▶ Required tasks:
(1) From the blog post on optical character recognition below, reproduce the passage from "This post marks" up to and including "a character string." word for word.
(2) Decide whether each statement agrees with the blog post on optical character recognition, answering yes or no and quoting the deciding words: (a) The post is the first in a new series on OCR. (b) Optical character verification systems read alphanumeric characters. (c) OCR is described as a recently introduced technology.
(3) According to the blog post on optical character recognition, what does an OCR system read?

Introduction to Optical Character Recognition for Machine Vision
Welcome back to Clearview blog! Here you’ll find regular articles about the latest in machine vision, including the latest breakthroughs in cutting-edge technology, technical theories, and insightful discussions on all things related to machine vision.
This post marks the first in a new blog series on Optical Character Recognition (OCR). Many industries rely on text to be automatically read and processed as efficiently as possible, and so naturally there are many challenges that crop up when trying to do this. We’ll cover some history of OCR, a few fundamental considerations to keep an eye out for, and context for modern OCR applications.
What is Optical Character Recognition (OCR)?
OCR is a long-used machine vision technology that enables machines to recognise numeric and text characters from images. An optical character recognition (OCR) system reads the alphanumeric characters, while optical character verification (OCV) systems confirm the presence of a character string.

▶ Extracted material:
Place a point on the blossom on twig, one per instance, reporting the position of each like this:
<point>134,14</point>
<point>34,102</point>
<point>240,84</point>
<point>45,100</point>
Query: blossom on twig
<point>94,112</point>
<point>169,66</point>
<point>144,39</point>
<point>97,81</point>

▶ Solutions:
(1)
This post marks the first in a new blog series on Optical Character Recognition (OCR). Many industries rely on text to be automatically read and processed as efficiently as possible, and so naturally there are many challenges that crop up when trying to do this. We’ll cover some history of OCR, a few fundamental considerations to keep an eye out for, and context for modern OCR applications.
What is Optical Character Recognition (OCR)?
OCR is a long-used machine vision technology that enables machines to recognise numeric and text characters from images. An optical character recognition (OCR) system reads the alphanumeric characters, while optical character verification (OCV) systems confirm the presence of a character string.

(2)
(a) Yes: "This post marks the first in a new blog series on Optical Character Recognition (OCR)."
(b) No: "optical character verification (OCV) systems confirm the presence of a character string."
(c) No: "OCR is a long-used machine vision technology"

(3) An OCR system reads the alphanumeric characters.